Point annotation records
╔══
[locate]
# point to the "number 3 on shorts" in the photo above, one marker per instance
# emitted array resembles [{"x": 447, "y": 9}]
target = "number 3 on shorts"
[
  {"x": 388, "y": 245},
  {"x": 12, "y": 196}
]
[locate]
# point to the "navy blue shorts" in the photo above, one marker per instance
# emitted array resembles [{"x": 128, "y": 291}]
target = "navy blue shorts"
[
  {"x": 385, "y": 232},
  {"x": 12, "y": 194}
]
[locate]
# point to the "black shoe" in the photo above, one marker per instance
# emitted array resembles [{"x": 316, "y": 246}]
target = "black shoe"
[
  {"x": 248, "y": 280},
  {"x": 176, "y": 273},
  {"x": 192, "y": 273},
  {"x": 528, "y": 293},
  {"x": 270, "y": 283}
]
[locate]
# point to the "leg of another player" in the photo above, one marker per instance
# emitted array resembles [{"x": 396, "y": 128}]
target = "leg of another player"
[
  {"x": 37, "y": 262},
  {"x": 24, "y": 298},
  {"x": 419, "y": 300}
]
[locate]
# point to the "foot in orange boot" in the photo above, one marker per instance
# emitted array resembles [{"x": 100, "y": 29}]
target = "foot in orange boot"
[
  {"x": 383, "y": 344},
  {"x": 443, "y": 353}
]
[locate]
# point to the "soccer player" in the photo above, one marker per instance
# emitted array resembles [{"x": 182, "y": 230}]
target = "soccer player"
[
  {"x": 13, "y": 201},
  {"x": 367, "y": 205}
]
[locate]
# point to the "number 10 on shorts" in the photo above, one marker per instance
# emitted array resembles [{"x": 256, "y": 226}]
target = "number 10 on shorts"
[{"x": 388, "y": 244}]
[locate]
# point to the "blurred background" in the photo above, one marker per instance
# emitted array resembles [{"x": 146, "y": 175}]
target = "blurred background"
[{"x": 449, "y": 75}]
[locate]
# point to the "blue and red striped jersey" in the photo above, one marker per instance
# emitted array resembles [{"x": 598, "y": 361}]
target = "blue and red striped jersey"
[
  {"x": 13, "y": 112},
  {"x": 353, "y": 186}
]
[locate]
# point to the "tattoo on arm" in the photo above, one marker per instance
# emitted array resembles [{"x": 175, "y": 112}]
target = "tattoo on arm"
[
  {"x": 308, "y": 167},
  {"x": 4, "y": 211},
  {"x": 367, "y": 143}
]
╚══
▶ Given task
Pull out each line of the records containing the word "number" and list those lines in order.

▶ Response to this exercise
# point to the "number 3 on shorts" in the photo above, one marker per instance
target = "number 3 on shorts"
# point to the "number 10 on shorts" in the photo above, one marker per instance
target = "number 10 on shorts"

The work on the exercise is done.